Exercise: Reproduce without any change the rows below, from the line that contains "Exercise. Locate the white and" down through the end of the rows.

Supplied records:
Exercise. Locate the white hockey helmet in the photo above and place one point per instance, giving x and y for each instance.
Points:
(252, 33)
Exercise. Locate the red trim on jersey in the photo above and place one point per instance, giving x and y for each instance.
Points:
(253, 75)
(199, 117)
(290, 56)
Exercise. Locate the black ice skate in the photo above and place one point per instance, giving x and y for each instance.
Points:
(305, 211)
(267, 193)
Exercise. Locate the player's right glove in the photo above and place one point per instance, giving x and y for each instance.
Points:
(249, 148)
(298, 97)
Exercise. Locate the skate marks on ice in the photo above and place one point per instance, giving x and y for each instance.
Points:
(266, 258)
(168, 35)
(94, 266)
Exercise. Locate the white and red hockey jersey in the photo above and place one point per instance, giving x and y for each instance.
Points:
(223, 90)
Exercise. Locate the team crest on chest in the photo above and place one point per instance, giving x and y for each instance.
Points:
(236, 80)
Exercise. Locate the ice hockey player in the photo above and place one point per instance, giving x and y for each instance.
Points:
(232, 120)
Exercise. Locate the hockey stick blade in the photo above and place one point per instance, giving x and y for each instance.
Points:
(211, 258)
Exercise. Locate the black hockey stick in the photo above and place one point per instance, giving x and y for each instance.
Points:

Written answer:
Exercise. Locate the white and red hockey jersey in the photo above and place one point per instance, giving x and y for each instance.
Points:
(223, 90)
Exercise. Locate the team crest on chest in the photo above and place one point per instance, giving x and y for each instance.
Points:
(236, 80)
Exercise. Locate the ice hockey player in the photo above and place one point per instance, giving x and y for each instance.
Points:
(232, 120)
Exercise. Locate the hockey stick blade in the photo above and place one point per instance, giving x and y for each instance.
Points:
(211, 258)
Exercise. Locate the black hockey stick in the photo above and place one point per instance, giving x and y for each instance.
Points:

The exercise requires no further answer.